## Extract provided
-*-*-

# DTiVo S1: 'Zipper-like' utility available?



## Sbmocp (Apr 19, 2001)

Let me first start by saying I know that the Zipper won't work on S1 TiVos...

Now, after Zippering my HDVR2, and seeing how well it worked, I wondered. My S1 had all its hacks loaded in /var/hack (which we now know is a no-no as they were wiped). In the old(er) days, a s/w update meant having to physically pull the drives, re-install, etc. I'm going to have to make a new backup, then re-install my TurboNet drivers, TiVo command-line utils, and so on. I'd like the system to automatically check to see if files are in their proper places and re-install if not (like Zipper), make aliases in /var/hack, install programs in /enhancements, and so on.

Has anyone come up with a modded script that will do just the S1-compatible stuff to an S1 unit?


----------



## tivoupgrade (Sep 27, 2000)

Sbmocp said:


> Let me first start by saying I know that the Zipper won't work on S1 TiVos...

-*-*-

## Actions to take
1 – Answer these questions from the TiVo forum thread.
(a) In which directory did Sbmocp's S1 keep all its hacks?
(b) Which unit had Sbmocp already run the Zipper on?
(c) In which directory does Sbmocp want programs installed?
2 – Write out the stretch of the TiVo forum thread from "Now, after Zippering" through "(Sep 27, 2000)".
3 – Continue the TiVo forum thread from where it stops.

(Pointing dataset excerpts)
-*-*-

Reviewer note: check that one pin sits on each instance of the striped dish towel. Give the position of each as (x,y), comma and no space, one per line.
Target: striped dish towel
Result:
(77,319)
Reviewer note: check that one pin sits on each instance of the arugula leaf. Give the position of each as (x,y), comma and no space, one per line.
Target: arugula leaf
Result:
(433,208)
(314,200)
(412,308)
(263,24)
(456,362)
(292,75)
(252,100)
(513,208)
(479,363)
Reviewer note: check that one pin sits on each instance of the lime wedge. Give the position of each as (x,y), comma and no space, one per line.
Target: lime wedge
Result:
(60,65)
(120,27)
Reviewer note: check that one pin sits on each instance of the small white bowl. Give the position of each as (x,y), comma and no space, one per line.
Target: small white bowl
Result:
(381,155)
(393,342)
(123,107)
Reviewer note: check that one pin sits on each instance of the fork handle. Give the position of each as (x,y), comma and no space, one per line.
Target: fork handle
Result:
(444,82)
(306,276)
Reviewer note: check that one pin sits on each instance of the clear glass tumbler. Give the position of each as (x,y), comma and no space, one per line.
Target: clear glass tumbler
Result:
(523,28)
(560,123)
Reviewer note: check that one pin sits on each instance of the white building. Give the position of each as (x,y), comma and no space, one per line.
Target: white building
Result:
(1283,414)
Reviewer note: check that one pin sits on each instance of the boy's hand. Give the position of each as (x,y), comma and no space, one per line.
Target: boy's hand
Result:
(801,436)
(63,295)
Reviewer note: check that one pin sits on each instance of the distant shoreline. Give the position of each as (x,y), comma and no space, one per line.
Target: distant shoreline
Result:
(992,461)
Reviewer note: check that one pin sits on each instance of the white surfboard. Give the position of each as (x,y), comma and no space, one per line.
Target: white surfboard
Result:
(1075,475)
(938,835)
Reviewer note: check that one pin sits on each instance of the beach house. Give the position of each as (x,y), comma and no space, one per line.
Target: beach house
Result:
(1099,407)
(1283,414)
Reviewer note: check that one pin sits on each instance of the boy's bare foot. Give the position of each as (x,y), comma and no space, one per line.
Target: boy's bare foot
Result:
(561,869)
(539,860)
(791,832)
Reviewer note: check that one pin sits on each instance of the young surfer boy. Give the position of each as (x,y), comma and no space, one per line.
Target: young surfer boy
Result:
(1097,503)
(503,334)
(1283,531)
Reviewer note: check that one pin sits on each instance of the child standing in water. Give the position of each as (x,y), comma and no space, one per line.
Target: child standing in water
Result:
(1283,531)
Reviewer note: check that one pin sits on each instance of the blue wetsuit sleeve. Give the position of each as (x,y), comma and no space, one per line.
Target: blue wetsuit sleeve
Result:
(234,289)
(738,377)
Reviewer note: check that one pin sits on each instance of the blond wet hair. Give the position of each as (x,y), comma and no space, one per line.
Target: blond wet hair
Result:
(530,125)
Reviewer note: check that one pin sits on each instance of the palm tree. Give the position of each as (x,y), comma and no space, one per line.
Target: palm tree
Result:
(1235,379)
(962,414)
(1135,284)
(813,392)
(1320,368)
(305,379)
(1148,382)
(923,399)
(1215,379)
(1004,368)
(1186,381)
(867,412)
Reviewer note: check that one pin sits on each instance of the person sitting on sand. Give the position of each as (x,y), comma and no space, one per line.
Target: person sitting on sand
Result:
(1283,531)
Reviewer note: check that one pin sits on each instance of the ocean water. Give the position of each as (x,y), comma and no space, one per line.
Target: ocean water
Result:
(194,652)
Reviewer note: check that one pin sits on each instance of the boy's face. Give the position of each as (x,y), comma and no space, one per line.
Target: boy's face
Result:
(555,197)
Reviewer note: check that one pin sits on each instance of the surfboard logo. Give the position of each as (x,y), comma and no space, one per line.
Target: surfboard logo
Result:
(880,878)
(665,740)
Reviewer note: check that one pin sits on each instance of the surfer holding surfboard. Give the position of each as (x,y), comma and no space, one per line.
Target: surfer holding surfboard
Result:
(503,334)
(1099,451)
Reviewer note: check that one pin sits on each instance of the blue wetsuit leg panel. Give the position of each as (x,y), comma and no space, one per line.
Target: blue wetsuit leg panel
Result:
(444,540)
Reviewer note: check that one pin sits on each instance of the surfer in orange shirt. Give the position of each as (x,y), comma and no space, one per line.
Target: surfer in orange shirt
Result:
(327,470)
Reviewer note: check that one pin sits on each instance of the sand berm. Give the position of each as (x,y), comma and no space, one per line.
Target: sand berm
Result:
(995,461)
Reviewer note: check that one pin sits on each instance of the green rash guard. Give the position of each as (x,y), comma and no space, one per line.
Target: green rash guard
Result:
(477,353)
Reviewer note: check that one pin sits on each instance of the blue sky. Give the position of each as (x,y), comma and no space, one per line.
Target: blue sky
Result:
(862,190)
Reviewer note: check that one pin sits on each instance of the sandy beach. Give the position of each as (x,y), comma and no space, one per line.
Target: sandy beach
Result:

-*-*-

## Answers below
1 –
(a) /var/hack
(b) The HDVR2
(c) /enhancements

2 –
Now, after Zippering my HDVR2, and seeing how well it worked, I wondered. My S1 had all its hacks loaded in /var/hack (which we now know is a no-no as they were wiped). In the old(er) days, a s/w update meant having to physically pull the drives, re-install, etc. I'm going to have to make a new backup, then re-install my TurboNet drivers, TiVo command-line utils, and so on. I'd like the system to automatically check to see if files are in their proper places and re-install if not (like Zipper), make aliases in /var/hack, install programs in /enhancements, and so on.

Has anyone come up with a modded script that will do just the S1-compatible stuff to an S1 unit?


----------



## tivoupgrade (Sep 27, 2000)

3 –
> 
> Now, after Zippering my HDVR2, and seeing how well it worked, I wondered. My S1 had all its hacks loaded in /var/hack (which we now know is a no-no as they were wiped). In the old(er) days, a s/w update meant having to physically pull the drives, re-install, etc. I'm going to have to make a new backup, then re-install my TurboNet drivers, TiVo command-line utils, and so on. I'd like the system to automatically check to see if files are in their proper places and re-install if not (like Zipper), make aliases in /var/hack, install programs in /enhancements, and so on.
> 
> Has anyone come up with a modded script that will do just the S1-compatible stuff to an S1 unit?


NetReady will get you part of the way there, but its very old (almost 3 years). Once you have telnet/ftp access, you can use the download to at least get you to a relatively dated version of TiVoWeb.

If you are building a new drive using InstantCake, the NetReady stuff is already built in, so you don't need to pull your drive *again* to install TurboNet/CacheCard drivers - probably moot in this case because it sounds like you are going to pull your drive anyway.


----------



## Sbmocp (Apr 19, 2001)

There's no option on pulling the drives...they're screaming (but still working). I'm going from (2) 80Gb > (1) 100Gb. This DTiVo has become a second unit and I don't need all the capacity anyway.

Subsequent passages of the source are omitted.